Beginning with the first entry, set down each one exactly as shown.

Segmentation mask data

--------------------------------------------------

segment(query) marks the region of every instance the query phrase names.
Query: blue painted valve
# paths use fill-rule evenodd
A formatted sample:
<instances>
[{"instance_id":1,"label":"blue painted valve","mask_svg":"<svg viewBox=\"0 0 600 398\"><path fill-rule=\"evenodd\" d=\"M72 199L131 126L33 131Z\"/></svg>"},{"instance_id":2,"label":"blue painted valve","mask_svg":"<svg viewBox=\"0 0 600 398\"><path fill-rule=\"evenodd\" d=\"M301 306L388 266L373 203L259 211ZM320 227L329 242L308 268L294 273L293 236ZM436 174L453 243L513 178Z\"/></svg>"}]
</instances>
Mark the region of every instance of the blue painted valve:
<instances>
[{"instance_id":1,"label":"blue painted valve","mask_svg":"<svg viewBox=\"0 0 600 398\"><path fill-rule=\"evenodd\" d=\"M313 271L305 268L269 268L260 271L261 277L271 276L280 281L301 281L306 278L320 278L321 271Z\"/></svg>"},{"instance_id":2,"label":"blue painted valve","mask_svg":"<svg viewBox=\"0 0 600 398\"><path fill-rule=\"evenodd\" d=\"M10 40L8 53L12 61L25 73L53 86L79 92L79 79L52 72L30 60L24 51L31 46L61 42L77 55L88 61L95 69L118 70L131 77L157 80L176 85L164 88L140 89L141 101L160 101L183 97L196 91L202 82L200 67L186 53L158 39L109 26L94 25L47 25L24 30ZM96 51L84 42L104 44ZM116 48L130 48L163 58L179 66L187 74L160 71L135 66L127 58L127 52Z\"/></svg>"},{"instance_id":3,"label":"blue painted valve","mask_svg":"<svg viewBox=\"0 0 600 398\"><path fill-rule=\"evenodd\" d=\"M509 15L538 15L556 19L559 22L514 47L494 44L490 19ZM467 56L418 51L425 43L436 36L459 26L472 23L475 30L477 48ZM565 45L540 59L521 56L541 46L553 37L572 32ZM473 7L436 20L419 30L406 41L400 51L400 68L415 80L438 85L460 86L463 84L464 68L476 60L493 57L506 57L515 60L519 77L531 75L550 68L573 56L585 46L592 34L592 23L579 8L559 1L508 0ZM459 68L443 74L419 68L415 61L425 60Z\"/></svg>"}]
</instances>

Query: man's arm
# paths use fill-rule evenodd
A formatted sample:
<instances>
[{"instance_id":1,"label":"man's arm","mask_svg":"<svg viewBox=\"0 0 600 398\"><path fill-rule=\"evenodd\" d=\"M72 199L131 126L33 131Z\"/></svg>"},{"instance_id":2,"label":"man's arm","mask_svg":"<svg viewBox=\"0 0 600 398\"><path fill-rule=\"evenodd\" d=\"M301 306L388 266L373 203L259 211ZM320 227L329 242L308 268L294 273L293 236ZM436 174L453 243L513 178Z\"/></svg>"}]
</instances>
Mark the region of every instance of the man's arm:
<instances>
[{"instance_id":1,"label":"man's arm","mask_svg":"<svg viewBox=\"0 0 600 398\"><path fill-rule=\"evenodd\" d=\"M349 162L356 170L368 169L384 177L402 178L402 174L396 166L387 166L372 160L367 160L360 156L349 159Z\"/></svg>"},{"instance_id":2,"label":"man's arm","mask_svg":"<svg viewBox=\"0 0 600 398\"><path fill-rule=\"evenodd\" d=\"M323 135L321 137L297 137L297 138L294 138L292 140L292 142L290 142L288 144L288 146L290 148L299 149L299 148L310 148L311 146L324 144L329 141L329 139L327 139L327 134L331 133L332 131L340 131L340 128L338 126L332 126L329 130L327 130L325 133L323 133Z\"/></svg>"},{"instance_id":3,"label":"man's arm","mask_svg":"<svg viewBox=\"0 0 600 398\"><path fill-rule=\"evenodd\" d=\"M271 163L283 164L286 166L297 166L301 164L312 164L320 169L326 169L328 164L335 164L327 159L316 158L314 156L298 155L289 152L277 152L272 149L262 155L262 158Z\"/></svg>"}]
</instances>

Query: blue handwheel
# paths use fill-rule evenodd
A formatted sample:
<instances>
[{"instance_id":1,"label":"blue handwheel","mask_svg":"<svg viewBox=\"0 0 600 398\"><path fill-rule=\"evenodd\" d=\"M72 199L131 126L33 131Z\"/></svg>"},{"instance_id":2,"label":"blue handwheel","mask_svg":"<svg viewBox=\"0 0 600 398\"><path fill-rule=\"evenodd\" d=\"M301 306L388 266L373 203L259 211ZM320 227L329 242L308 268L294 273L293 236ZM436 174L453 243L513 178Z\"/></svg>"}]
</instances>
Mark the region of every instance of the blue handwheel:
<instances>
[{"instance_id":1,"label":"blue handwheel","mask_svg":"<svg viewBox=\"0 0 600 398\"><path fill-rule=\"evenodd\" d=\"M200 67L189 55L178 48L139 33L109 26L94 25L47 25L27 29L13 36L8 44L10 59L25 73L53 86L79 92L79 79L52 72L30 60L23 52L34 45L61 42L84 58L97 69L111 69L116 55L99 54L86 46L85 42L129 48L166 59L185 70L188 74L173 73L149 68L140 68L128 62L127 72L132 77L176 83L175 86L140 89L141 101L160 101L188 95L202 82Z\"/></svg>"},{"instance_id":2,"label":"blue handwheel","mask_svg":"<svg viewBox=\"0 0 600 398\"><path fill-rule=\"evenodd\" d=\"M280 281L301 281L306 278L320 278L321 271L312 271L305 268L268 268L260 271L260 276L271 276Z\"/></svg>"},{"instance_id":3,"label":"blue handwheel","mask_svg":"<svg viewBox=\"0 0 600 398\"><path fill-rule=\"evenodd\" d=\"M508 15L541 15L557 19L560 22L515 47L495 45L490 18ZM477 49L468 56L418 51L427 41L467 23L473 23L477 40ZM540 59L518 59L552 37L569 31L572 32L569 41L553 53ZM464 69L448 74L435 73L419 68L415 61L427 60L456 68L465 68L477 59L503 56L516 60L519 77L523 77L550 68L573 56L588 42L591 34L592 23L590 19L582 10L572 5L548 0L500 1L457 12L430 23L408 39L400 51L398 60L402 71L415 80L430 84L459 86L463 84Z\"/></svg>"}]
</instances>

--------------------------------------------------

● Finished exercise:
segment(query) marks the region of every instance the query phrase names.
Query: blue painted valve
# paths use fill-rule evenodd
A formatted sample:
<instances>
[{"instance_id":1,"label":"blue painted valve","mask_svg":"<svg viewBox=\"0 0 600 398\"><path fill-rule=\"evenodd\" d=\"M72 199L131 126L33 131Z\"/></svg>"},{"instance_id":2,"label":"blue painted valve","mask_svg":"<svg viewBox=\"0 0 600 398\"><path fill-rule=\"evenodd\" d=\"M301 306L388 266L373 203L259 211ZM320 227L329 242L308 268L294 273L293 236ZM436 174L453 243L513 178Z\"/></svg>"}]
</instances>
Mark the region of every instance of the blue painted valve:
<instances>
[{"instance_id":1,"label":"blue painted valve","mask_svg":"<svg viewBox=\"0 0 600 398\"><path fill-rule=\"evenodd\" d=\"M313 271L305 268L269 268L260 271L261 277L271 276L280 281L301 281L306 278L320 278L321 271Z\"/></svg>"},{"instance_id":2,"label":"blue painted valve","mask_svg":"<svg viewBox=\"0 0 600 398\"><path fill-rule=\"evenodd\" d=\"M10 40L8 53L12 61L25 73L53 86L79 92L79 79L52 72L30 60L24 51L31 46L61 42L77 55L88 61L95 69L118 70L131 77L157 80L176 85L164 88L140 89L141 101L160 101L183 97L196 91L202 82L200 67L186 53L158 39L109 26L94 25L47 25L24 30ZM96 51L84 42L104 44ZM116 48L130 48L163 58L179 66L187 74L160 71L135 66L127 58L127 52Z\"/></svg>"},{"instance_id":3,"label":"blue painted valve","mask_svg":"<svg viewBox=\"0 0 600 398\"><path fill-rule=\"evenodd\" d=\"M509 15L538 15L556 19L559 22L514 47L494 44L490 19ZM467 56L418 51L425 43L436 36L459 26L472 23L475 30L477 48ZM565 45L540 59L521 56L541 46L553 37L572 32ZM473 7L436 20L419 30L406 41L400 51L400 68L415 80L438 85L460 86L463 84L464 68L476 60L493 57L506 57L515 60L519 77L531 75L550 68L573 56L585 46L592 34L592 23L579 8L559 1L508 0ZM459 68L443 74L419 68L415 61L425 60Z\"/></svg>"}]
</instances>

Query: man's arm
# paths use fill-rule evenodd
A formatted sample:
<instances>
[{"instance_id":1,"label":"man's arm","mask_svg":"<svg viewBox=\"0 0 600 398\"><path fill-rule=\"evenodd\" d=\"M72 199L131 126L33 131Z\"/></svg>"},{"instance_id":2,"label":"man's arm","mask_svg":"<svg viewBox=\"0 0 600 398\"><path fill-rule=\"evenodd\" d=\"M301 306L388 266L373 203L259 211ZM320 227L329 242L308 268L294 273L293 236ZM436 174L453 243L513 178Z\"/></svg>"}]
</instances>
Mark the region of every instance of the man's arm:
<instances>
[{"instance_id":1,"label":"man's arm","mask_svg":"<svg viewBox=\"0 0 600 398\"><path fill-rule=\"evenodd\" d=\"M349 162L356 170L368 169L384 177L402 178L402 174L396 166L387 166L372 160L367 160L360 156L349 159Z\"/></svg>"},{"instance_id":2,"label":"man's arm","mask_svg":"<svg viewBox=\"0 0 600 398\"><path fill-rule=\"evenodd\" d=\"M323 135L321 137L297 137L297 138L294 138L292 140L292 142L290 142L288 144L288 146L290 148L299 149L299 148L310 148L311 146L324 144L329 141L329 139L327 139L327 134L331 133L332 131L340 131L340 128L338 126L332 126L329 130L327 130L325 133L323 133Z\"/></svg>"},{"instance_id":3,"label":"man's arm","mask_svg":"<svg viewBox=\"0 0 600 398\"><path fill-rule=\"evenodd\" d=\"M271 163L283 164L286 166L297 166L301 164L312 164L320 169L326 169L328 164L335 164L327 159L316 158L314 156L298 155L289 152L277 152L272 149L262 155L262 158Z\"/></svg>"}]
</instances>

Query: blue handwheel
# paths use fill-rule evenodd
A formatted sample:
<instances>
[{"instance_id":1,"label":"blue handwheel","mask_svg":"<svg viewBox=\"0 0 600 398\"><path fill-rule=\"evenodd\" d=\"M72 199L131 126L33 131Z\"/></svg>"},{"instance_id":2,"label":"blue handwheel","mask_svg":"<svg viewBox=\"0 0 600 398\"><path fill-rule=\"evenodd\" d=\"M301 306L388 266L373 203L259 211ZM320 227L329 242L308 268L294 273L293 236ZM436 174L453 243L513 178Z\"/></svg>"}]
</instances>
Mark the region of every instance of the blue handwheel:
<instances>
[{"instance_id":1,"label":"blue handwheel","mask_svg":"<svg viewBox=\"0 0 600 398\"><path fill-rule=\"evenodd\" d=\"M200 67L189 55L178 48L139 33L109 26L94 25L47 25L27 29L13 36L8 44L10 59L25 73L53 86L79 92L79 79L52 72L30 60L23 52L34 45L61 42L84 58L97 69L111 69L116 55L99 54L86 46L85 42L129 48L166 59L185 70L188 74L173 73L149 68L140 68L128 62L127 72L132 77L176 83L175 86L140 89L141 101L160 101L188 95L202 82Z\"/></svg>"},{"instance_id":2,"label":"blue handwheel","mask_svg":"<svg viewBox=\"0 0 600 398\"><path fill-rule=\"evenodd\" d=\"M280 281L301 281L306 278L320 278L321 271L312 271L305 268L268 268L260 271L260 276L271 276Z\"/></svg>"},{"instance_id":3,"label":"blue handwheel","mask_svg":"<svg viewBox=\"0 0 600 398\"><path fill-rule=\"evenodd\" d=\"M508 15L541 15L557 19L560 22L515 47L495 45L490 18ZM477 49L468 56L418 51L427 41L467 23L473 23L477 40ZM540 59L518 59L552 37L569 31L572 32L569 41L553 53ZM464 69L448 74L435 73L419 68L415 61L427 60L456 68L465 68L477 59L503 56L516 60L519 77L523 77L550 68L573 56L588 42L591 34L592 23L590 19L582 10L572 5L548 0L500 1L457 12L430 23L408 39L400 51L398 60L402 71L415 80L430 84L459 86L463 84Z\"/></svg>"}]
</instances>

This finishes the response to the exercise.